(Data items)
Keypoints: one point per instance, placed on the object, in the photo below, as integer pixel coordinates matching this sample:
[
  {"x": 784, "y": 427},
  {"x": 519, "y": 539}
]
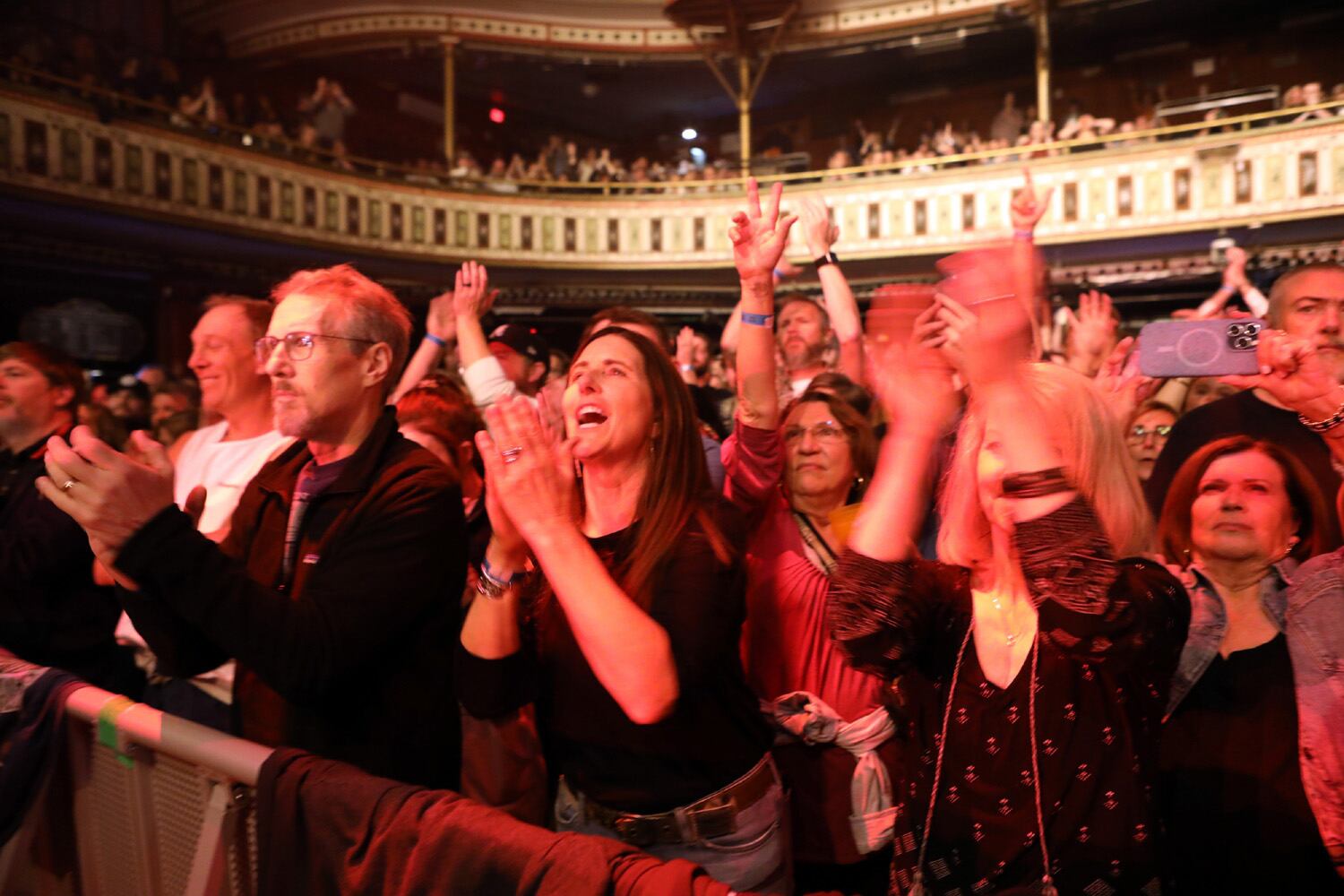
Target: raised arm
[
  {"x": 440, "y": 336},
  {"x": 481, "y": 371},
  {"x": 758, "y": 239},
  {"x": 836, "y": 295}
]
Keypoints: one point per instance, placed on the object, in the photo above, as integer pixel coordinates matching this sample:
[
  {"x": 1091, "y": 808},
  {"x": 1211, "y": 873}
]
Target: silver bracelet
[{"x": 1322, "y": 426}]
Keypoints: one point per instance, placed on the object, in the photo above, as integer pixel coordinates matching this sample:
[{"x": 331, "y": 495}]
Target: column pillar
[
  {"x": 449, "y": 45},
  {"x": 1040, "y": 18}
]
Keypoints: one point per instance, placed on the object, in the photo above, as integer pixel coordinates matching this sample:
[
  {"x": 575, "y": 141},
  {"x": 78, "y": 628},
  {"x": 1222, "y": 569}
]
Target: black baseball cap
[{"x": 523, "y": 340}]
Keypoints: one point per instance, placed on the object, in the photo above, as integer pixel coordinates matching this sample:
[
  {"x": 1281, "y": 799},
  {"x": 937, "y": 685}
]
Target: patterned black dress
[{"x": 1110, "y": 635}]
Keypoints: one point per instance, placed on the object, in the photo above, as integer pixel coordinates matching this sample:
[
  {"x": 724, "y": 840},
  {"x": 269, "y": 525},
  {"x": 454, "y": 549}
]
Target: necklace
[{"x": 1012, "y": 632}]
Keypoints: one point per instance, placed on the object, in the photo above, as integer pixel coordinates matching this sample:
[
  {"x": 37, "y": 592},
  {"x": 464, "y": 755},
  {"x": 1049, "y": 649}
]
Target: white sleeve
[{"x": 487, "y": 383}]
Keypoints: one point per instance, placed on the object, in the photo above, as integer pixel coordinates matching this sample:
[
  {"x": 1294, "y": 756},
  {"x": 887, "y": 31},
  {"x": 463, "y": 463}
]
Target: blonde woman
[{"x": 1032, "y": 662}]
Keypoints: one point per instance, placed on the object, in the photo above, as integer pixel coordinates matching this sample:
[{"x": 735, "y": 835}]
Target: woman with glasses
[
  {"x": 790, "y": 473},
  {"x": 1252, "y": 745},
  {"x": 1147, "y": 435}
]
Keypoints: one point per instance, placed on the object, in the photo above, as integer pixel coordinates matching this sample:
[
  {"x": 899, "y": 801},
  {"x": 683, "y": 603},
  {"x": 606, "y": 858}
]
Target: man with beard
[
  {"x": 338, "y": 584},
  {"x": 1306, "y": 303}
]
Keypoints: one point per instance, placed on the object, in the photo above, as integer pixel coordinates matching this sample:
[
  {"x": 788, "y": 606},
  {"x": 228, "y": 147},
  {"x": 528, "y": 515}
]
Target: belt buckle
[{"x": 632, "y": 831}]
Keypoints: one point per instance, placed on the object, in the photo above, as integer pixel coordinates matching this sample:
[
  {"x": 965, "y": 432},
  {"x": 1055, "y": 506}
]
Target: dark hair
[
  {"x": 1304, "y": 495},
  {"x": 255, "y": 311},
  {"x": 844, "y": 389},
  {"x": 440, "y": 413},
  {"x": 618, "y": 314},
  {"x": 677, "y": 487},
  {"x": 863, "y": 443},
  {"x": 54, "y": 365}
]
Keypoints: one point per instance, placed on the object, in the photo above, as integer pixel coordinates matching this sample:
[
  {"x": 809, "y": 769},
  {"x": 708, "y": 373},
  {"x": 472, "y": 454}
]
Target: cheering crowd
[{"x": 948, "y": 599}]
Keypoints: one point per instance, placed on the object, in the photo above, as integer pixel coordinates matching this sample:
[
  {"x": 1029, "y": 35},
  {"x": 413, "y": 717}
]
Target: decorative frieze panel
[{"x": 1265, "y": 175}]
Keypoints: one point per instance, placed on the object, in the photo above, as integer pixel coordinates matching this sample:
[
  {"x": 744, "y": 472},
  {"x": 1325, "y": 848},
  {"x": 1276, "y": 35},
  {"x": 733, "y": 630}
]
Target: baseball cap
[{"x": 523, "y": 340}]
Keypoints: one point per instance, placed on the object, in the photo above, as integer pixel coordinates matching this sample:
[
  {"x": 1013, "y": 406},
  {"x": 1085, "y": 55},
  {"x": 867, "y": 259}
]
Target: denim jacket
[{"x": 1306, "y": 605}]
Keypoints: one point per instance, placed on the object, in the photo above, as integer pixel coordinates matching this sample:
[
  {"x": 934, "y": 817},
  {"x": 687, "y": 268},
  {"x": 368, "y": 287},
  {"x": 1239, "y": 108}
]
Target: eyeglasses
[
  {"x": 823, "y": 432},
  {"x": 1140, "y": 433},
  {"x": 298, "y": 347}
]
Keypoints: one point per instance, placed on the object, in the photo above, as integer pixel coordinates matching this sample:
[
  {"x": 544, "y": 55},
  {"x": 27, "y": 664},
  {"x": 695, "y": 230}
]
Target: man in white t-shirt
[{"x": 220, "y": 458}]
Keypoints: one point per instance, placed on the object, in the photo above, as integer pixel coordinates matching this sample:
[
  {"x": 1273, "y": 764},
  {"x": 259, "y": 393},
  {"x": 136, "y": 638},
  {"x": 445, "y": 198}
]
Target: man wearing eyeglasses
[{"x": 338, "y": 584}]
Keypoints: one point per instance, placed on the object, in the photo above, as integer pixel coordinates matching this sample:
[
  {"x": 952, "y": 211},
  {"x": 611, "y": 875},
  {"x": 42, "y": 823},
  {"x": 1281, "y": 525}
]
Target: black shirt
[
  {"x": 712, "y": 737},
  {"x": 1236, "y": 815},
  {"x": 1245, "y": 414}
]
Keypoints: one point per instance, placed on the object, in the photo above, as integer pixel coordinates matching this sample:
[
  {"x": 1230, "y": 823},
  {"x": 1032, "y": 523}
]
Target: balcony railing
[{"x": 85, "y": 148}]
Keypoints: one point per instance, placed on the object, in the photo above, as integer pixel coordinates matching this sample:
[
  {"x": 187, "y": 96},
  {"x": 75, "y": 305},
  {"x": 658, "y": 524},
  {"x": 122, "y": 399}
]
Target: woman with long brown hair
[{"x": 628, "y": 638}]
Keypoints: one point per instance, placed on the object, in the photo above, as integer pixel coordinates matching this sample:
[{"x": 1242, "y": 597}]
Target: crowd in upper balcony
[{"x": 314, "y": 124}]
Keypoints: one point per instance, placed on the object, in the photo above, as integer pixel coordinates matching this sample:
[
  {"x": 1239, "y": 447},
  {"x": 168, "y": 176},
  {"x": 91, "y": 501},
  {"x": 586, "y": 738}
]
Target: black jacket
[{"x": 352, "y": 659}]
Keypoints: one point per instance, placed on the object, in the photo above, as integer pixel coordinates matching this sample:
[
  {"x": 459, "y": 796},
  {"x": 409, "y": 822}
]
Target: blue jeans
[{"x": 753, "y": 857}]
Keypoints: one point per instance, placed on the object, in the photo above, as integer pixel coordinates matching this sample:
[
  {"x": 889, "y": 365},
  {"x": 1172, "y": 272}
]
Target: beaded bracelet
[
  {"x": 1035, "y": 484},
  {"x": 1327, "y": 425}
]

DIRECTIONS FOR THIS TASK
In the copy, every entry must appear exactly as written, and no picture may appear.

SOLUTION BELOW
Keypoints: one point per instance, placed on the object, in the photo below, as integer pixel coordinates matching this sample:
[
  {"x": 784, "y": 427},
  {"x": 519, "y": 539}
]
Target: raised arm
[
  {"x": 440, "y": 336},
  {"x": 481, "y": 371},
  {"x": 758, "y": 239},
  {"x": 836, "y": 295}
]
Keypoints: one point per instance, placed on the object, in the photo above, as integer pixel coordinates matching this sample:
[
  {"x": 1091, "y": 808},
  {"x": 1211, "y": 873}
]
Target: silver bracelet
[{"x": 1322, "y": 426}]
Keypoints: one point per instance, placed on the object, in the photo above, as integer pixel coordinates matching this sample:
[{"x": 331, "y": 495}]
Target: column pillar
[
  {"x": 449, "y": 45},
  {"x": 1040, "y": 18}
]
Keypoints: one point per instance, placed on the object, in the photo above, as integer pixel coordinates matching this sample:
[
  {"x": 575, "y": 141},
  {"x": 78, "y": 628},
  {"x": 1222, "y": 569}
]
Target: black baseball cap
[{"x": 523, "y": 340}]
Keypoints: one point per instance, placed on the object, in the photo above, as integer pixel coordinates matching this sample:
[
  {"x": 1281, "y": 799},
  {"x": 937, "y": 685}
]
Target: patterned black dress
[{"x": 1110, "y": 635}]
Keypoints: one point per instance, placed on the object, in the photo above, as integer pixel coordinates matching this sample:
[
  {"x": 724, "y": 840},
  {"x": 269, "y": 525},
  {"x": 454, "y": 549}
]
Target: necklace
[{"x": 1012, "y": 632}]
Keypoints: one point per instance, placed on the object, in the photo above, as integer pixel coordinates matching this sample:
[
  {"x": 37, "y": 592},
  {"x": 464, "y": 755},
  {"x": 1049, "y": 649}
]
Target: white sleeve
[{"x": 487, "y": 383}]
Keypoints: one point per instance, placed on the object, in the photo above, as integer pixel coordinates matching this sample:
[
  {"x": 1294, "y": 756},
  {"x": 887, "y": 31},
  {"x": 463, "y": 463}
]
Target: blonde woman
[{"x": 1032, "y": 662}]
Keypoints: one point per instance, placed on the object, in the photo above, as integer pixel coordinates matching this sample:
[{"x": 735, "y": 835}]
Target: woman with glasses
[
  {"x": 790, "y": 473},
  {"x": 1252, "y": 745},
  {"x": 1147, "y": 435}
]
Keypoints: one point per instance, placed on the object, in the photo above, as integer pixel coordinates matching this sample:
[
  {"x": 899, "y": 801},
  {"x": 683, "y": 603},
  {"x": 606, "y": 858}
]
Target: man with beard
[
  {"x": 338, "y": 584},
  {"x": 1306, "y": 303}
]
Keypoints: one point per instance, placed on the object, in the photo above, as integer pixel coordinates matching this sample:
[
  {"x": 788, "y": 606},
  {"x": 228, "y": 147},
  {"x": 528, "y": 515}
]
Target: belt buckle
[{"x": 632, "y": 831}]
Keypoints: one point per instance, placed on the object, in the photo above, as integer pixel coordinates matching this sample:
[
  {"x": 965, "y": 432},
  {"x": 1055, "y": 506}
]
Target: dark hair
[
  {"x": 1304, "y": 495},
  {"x": 255, "y": 311},
  {"x": 844, "y": 389},
  {"x": 440, "y": 413},
  {"x": 618, "y": 314},
  {"x": 677, "y": 487},
  {"x": 863, "y": 443},
  {"x": 54, "y": 365}
]
Keypoints: one point per instance, placed on the object, in the photo above, as integer pixel coordinates matching this sample:
[
  {"x": 809, "y": 769},
  {"x": 708, "y": 373},
  {"x": 472, "y": 454}
]
Target: cheering crowd
[{"x": 948, "y": 599}]
Keypoints: one point per instance, placed on the object, in the photo above, as integer pixel coordinates matching this sample:
[
  {"x": 1029, "y": 35},
  {"x": 413, "y": 717}
]
Target: decorative frieze panel
[{"x": 1265, "y": 175}]
Keypoints: one point per instance, placed on the object, in the photo above, as integer pixel coordinates matching this sample:
[
  {"x": 744, "y": 472},
  {"x": 1325, "y": 848},
  {"x": 1276, "y": 35},
  {"x": 733, "y": 630}
]
Target: baseball cap
[{"x": 523, "y": 340}]
Keypoints: one point per instance, placed on the object, in the photo above, as integer pixel coordinates matching this sample:
[
  {"x": 1013, "y": 406},
  {"x": 1085, "y": 55},
  {"x": 867, "y": 259}
]
Target: denim jacket
[{"x": 1306, "y": 605}]
Keypoints: one point per instance, placed on the object, in the photo above, as integer pixel coordinates matching this sample:
[
  {"x": 934, "y": 817},
  {"x": 687, "y": 268},
  {"x": 368, "y": 287},
  {"x": 1239, "y": 108}
]
Target: eyeglasses
[
  {"x": 823, "y": 432},
  {"x": 1140, "y": 433},
  {"x": 298, "y": 347}
]
Keypoints: one point per instance, placed on the object, in the photo above, as integer pixel coordinates matching this sample:
[
  {"x": 544, "y": 55},
  {"x": 27, "y": 664},
  {"x": 695, "y": 230}
]
Target: man in white t-shirt
[{"x": 220, "y": 458}]
Keypoints: one point per instance, placed on the object, in the photo above, as integer pixel coordinates matching this sample:
[
  {"x": 1273, "y": 764},
  {"x": 259, "y": 393},
  {"x": 136, "y": 638},
  {"x": 445, "y": 198}
]
Target: man wearing eyeglasses
[{"x": 338, "y": 584}]
Keypoints: one point per instance, placed on the object, in the photo above, as integer pixel coordinates matching this sample:
[
  {"x": 952, "y": 211},
  {"x": 611, "y": 875},
  {"x": 42, "y": 823},
  {"x": 1281, "y": 525}
]
Target: black shirt
[
  {"x": 712, "y": 737},
  {"x": 1236, "y": 815},
  {"x": 1245, "y": 414}
]
Keypoints: one point per instance, placed on the object, in the photo above, as integer pixel coordinates matching this sample:
[
  {"x": 1230, "y": 823},
  {"x": 1032, "y": 523}
]
Target: balcony railing
[{"x": 85, "y": 148}]
Keypoints: one point per instance, placed on the object, in the photo above, as integer pixel coordinates matching this sample:
[
  {"x": 187, "y": 96},
  {"x": 75, "y": 305},
  {"x": 658, "y": 524},
  {"x": 122, "y": 399}
]
Target: woman with long brown hair
[{"x": 628, "y": 638}]
Keypoints: one point per instance, placed on the object, in the photo above, as integer pixel coordinates matching this sample:
[{"x": 1242, "y": 597}]
Target: crowd in upper balcony
[{"x": 314, "y": 124}]
Keypoints: one point per instance, placed on the object, in the photo above, as integer pixel coordinates matching this sample:
[
  {"x": 1239, "y": 447},
  {"x": 168, "y": 176},
  {"x": 91, "y": 501},
  {"x": 586, "y": 738}
]
Target: black jacket
[{"x": 352, "y": 659}]
Keypoints: one point per instance, placed on the object, in the photo above, as integer pixel coordinates matching this sample:
[
  {"x": 459, "y": 796},
  {"x": 409, "y": 822}
]
Target: blue jeans
[{"x": 753, "y": 857}]
Keypoints: one point per instance, placed on the object, in the photo above, as integer pixel coordinates matching this sample:
[
  {"x": 889, "y": 365},
  {"x": 1172, "y": 272}
]
Target: beaded bracelet
[
  {"x": 1035, "y": 484},
  {"x": 1327, "y": 425}
]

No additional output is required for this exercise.